Point annotation dataset records

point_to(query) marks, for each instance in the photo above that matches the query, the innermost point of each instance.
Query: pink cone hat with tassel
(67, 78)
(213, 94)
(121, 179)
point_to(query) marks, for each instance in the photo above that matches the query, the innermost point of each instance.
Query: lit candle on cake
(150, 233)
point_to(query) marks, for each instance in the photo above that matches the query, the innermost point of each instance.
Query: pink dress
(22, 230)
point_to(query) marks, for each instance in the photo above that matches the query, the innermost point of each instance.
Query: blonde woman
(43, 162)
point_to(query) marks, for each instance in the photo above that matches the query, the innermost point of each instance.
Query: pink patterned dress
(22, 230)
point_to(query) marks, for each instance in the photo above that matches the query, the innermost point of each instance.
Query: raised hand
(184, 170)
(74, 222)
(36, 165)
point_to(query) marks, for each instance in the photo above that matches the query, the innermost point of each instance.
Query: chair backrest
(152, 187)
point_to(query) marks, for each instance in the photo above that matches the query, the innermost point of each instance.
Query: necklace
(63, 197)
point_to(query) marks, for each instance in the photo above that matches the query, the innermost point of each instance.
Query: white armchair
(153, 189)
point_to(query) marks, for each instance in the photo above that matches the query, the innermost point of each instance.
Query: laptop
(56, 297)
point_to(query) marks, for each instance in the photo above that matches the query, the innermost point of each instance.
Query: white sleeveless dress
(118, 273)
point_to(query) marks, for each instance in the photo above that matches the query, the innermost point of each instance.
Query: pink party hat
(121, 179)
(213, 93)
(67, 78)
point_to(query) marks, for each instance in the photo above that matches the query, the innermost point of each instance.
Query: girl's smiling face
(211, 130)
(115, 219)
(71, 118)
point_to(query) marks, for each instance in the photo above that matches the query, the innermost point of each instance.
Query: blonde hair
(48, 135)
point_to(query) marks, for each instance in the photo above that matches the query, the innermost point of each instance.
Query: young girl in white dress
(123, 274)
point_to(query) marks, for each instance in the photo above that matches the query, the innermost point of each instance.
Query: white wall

**What to work on**
Print all of the entries exactly as they are written.

**Written response**
point_to(query) marks, for each instance in the photo above that matches the query, the innermost point of each instance.
Query: pink cone hat with tassel
(67, 78)
(213, 94)
(121, 179)
point_to(query) marks, for each instance in the photo above that matches the query, the innermost point of each instance.
Query: lit candle on cake
(150, 233)
point_to(query) marks, for each instance in the photo above that matches the query, the innermost point of each instance.
Query: pink dress
(22, 230)
point_to(query) marks, for each instance in the photo above that matches the query, the innermost point of each instance.
Query: blonde woman
(43, 162)
point_to(query) marks, for each instance in the photo above that matches the query, the innermost point of each instance.
Query: pink patterned dress
(22, 230)
point_to(query) marks, for each instance in the photo above that matches the query, the innermost point of each instance.
Query: raised hand
(184, 170)
(74, 222)
(36, 165)
point_to(query) marks, for each instance in the photo above that matches the query, the innermost point of each instance.
Query: chair backrest
(152, 187)
point_to(query) marks, for each instance in the photo above that matches the query, the innermost point of each instance.
Query: necklace
(63, 197)
point_to(query) marks, for each instance in the photo above that matches the query, the innermost point of each instance.
Query: white armchair
(153, 189)
point_to(query) marks, for each instance in the photo above that matches the query, the innermost point of each instance.
Query: laptop
(56, 297)
point_to(query) marks, for each instance in the photo above that matches the query, the innermost point of each instance.
Query: white sleeveless dress
(118, 273)
point_to(query) marks, for each instance in the photo above that matches the query, the innermost point of each instance.
Query: pink party hat
(121, 179)
(213, 93)
(67, 78)
point_to(query) marks, for each instance in the photo above that matches the query, the innermost point of each instance.
Query: girl's smiling face
(211, 130)
(115, 219)
(71, 118)
point_to(query) marks, for each instance in the photo above that matches the query, the innermost point of each instance.
Query: blonde hair
(48, 135)
point_to(query) marks, for each instance in the photo above that matches the query, the innermost point of each instance.
Query: young girl in white dress
(123, 274)
point_to(query) marks, for each instance in the photo above that matches the query, the innermost point of each instance.
Query: white wall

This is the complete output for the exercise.